### [PROBLEM DETAILS]
Each entry must appear in the answer exactly as it does here.

BEGIN

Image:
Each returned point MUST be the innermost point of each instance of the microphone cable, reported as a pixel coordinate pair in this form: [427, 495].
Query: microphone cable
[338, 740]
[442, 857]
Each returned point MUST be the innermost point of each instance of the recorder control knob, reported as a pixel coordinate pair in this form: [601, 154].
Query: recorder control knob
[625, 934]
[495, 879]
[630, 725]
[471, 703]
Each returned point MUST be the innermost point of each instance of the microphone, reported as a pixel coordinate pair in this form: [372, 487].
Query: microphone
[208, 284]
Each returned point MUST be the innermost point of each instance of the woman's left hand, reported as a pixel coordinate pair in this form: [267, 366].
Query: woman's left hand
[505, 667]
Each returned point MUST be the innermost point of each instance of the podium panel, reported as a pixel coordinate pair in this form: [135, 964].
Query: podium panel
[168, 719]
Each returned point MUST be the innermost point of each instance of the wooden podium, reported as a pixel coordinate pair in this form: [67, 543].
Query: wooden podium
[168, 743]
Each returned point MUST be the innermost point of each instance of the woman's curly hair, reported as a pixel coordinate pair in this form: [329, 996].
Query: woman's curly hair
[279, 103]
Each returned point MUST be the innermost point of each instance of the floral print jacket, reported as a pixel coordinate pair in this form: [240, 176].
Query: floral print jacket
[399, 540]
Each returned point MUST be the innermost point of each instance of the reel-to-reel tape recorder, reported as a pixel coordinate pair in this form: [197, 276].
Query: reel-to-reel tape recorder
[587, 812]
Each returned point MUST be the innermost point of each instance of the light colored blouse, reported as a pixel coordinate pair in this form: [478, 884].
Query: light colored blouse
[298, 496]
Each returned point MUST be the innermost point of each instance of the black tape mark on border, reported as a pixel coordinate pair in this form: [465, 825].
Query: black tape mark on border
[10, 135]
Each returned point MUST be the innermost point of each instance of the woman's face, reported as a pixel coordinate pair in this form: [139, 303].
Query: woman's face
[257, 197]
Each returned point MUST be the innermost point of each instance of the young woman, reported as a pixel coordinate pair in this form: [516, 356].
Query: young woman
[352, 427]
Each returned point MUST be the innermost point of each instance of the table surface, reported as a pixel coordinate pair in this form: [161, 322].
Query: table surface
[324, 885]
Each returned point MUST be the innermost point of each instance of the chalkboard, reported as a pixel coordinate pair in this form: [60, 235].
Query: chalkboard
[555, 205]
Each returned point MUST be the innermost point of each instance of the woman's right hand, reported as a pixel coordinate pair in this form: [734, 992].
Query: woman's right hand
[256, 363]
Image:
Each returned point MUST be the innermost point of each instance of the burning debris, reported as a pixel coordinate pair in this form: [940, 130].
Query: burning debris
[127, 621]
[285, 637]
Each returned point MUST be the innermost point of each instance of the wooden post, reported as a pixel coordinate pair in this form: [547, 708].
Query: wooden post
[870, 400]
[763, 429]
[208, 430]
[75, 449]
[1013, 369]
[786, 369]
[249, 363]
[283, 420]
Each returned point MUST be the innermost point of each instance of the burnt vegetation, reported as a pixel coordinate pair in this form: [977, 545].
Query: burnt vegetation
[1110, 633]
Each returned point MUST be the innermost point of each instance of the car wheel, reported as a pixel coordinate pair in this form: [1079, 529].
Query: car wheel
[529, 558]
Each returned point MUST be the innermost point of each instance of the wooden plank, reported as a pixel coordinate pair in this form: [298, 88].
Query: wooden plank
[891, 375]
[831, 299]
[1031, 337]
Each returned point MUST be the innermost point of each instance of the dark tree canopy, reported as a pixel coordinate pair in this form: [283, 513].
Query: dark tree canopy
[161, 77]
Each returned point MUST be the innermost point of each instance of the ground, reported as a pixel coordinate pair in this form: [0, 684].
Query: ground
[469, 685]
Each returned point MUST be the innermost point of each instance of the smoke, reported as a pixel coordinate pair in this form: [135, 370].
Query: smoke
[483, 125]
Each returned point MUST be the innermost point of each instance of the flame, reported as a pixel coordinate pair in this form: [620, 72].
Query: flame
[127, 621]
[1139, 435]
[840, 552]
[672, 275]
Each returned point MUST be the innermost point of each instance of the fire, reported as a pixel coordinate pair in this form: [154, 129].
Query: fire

END

### [TASK ANSWER]
Image:
Each returned point MUST be the innermost point of each instance of the microphone cable, reported as a pixel coordinate pair in this form: [427, 495].
Query: microphone cable
[338, 740]
[442, 857]
Each returned point MUST be the innermost point of each instance of the recorder control knob, reported as a pixel coordinate pair in this form: [601, 154].
Query: recorder control knob
[625, 934]
[495, 879]
[630, 725]
[471, 703]
Each returned point MUST be the innermost point of each instance of the microphone, reported as a pixel coordinate pair in this form: [372, 487].
Query: microphone
[208, 284]
Each returned point MUST be the innermost point of each instance of the woman's left hand, reported as a pixel coordinate pair in this form: [267, 366].
Query: woman's left hand
[505, 667]
Each returned point MUST be the innermost point of each instance of the podium panel, reported as a pixel coordinate pair in this form: [135, 964].
Query: podium panel
[168, 719]
Each returned point MUST be the innermost point of each instance of the wooden podium, reported as a pixel coordinate pair in this form: [67, 543].
Query: wooden podium
[168, 743]
Each returned point MUST be the innermost point of each instance of the woman's curly hair, reported as a pixel coordinate pair in this form: [329, 996].
Query: woman's curly hair
[279, 103]
Each returned point MUST be the innermost point of each instance of the floral print jacket, reported as a pixel coordinate pair in this form: [240, 176].
Query: floral print jacket
[399, 540]
Each returned point MUST be the innermost point of each instance of the reel-to-reel tape recorder, reported as a pixel coordinate pair in this form: [197, 276].
Query: reel-to-reel tape recorder
[587, 812]
Each returned point MUST be the innermost point of each instance of the light colored blouse, reported as a pixel coordinate pair in this form: [478, 884].
Query: light colored blouse
[298, 496]
Each returned point MUST be the innermost point of each instance of the black tape mark on border, reported as a pixel coordinate pair in this form: [465, 825].
Query: black tape mark on border
[10, 135]
Each returned point MUST be the innermost point of each instance of the woman's face, reported as a pixel coordinate pair in this form: [139, 303].
Query: woman's face
[257, 197]
Each returned point MUST be the innermost point of each instance of the young woman, reported as a pixel coordinate pair in this form: [516, 356].
Query: young woman
[352, 427]
Each returned point MUST be the innermost point of each instance of the table surface, reported as a pixel coordinate pair in this form: [161, 322].
Query: table surface
[324, 885]
Each returned point MUST be the innermost point of each instance of the chalkboard, reported as a pixel coordinate pair in this form: [60, 235].
Query: chalkboard
[555, 205]
Each returned point MUST be the innermost point of each instance of the woman's right hand, reported as a pixel coordinate pair in this form: [734, 992].
Query: woman's right hand
[256, 363]
Image:
Each returned point MUST be the innermost point of each instance of the burning debris, reported as a pixel coordinate pair in this form: [940, 130].
Query: burning debris
[127, 621]
[285, 637]
Each returned point MUST be the innermost point of each instance of the wooden post, reported as a pixel coordinate pair in this form: [547, 708].
Query: wooden post
[870, 400]
[763, 429]
[208, 430]
[75, 449]
[1013, 369]
[786, 369]
[249, 363]
[283, 420]
Each returned point MUST be the innermost point of each instance of the burnt vegetation, reported as a pixel coordinate pair in this form: [977, 545].
Query: burnt vegetation
[1110, 633]
Each returned point MUST be the innermost point of each instance of the car wheel, reported as a pixel coordinate pair in this form: [1079, 529].
Query: car wheel
[529, 558]
Each returned point MUST be the innermost point of each instance of the wooden plank, reported as a pixel coordinate pair in this form: [298, 88].
Query: wooden plank
[891, 375]
[831, 299]
[1031, 337]
Each returned point MUST be the innermost point of each instance of the dark tree canopy, reported as a pixel coordinate pair in this form: [283, 513].
Query: dark tree canopy
[161, 77]
Each returned point MUST be the innermost point of each instance of the ground, reported as a pixel coordinate pair in this form: [0, 684].
Query: ground
[469, 685]
Each returned point MUST be the innermost point of each instance of the smoke, reported as a pixel coordinate pair in this form: [135, 370].
Query: smoke
[483, 125]
Each returned point MUST be the innermost point of each instance of the flame, reported as a pixel coordinate pair in this form: [620, 72].
Query: flame
[127, 621]
[1139, 435]
[840, 552]
[672, 275]
Each returned point MUST be the innermost point of each instance of the fire, reported as a pixel coordinate pair in this form: [154, 129].
Query: fire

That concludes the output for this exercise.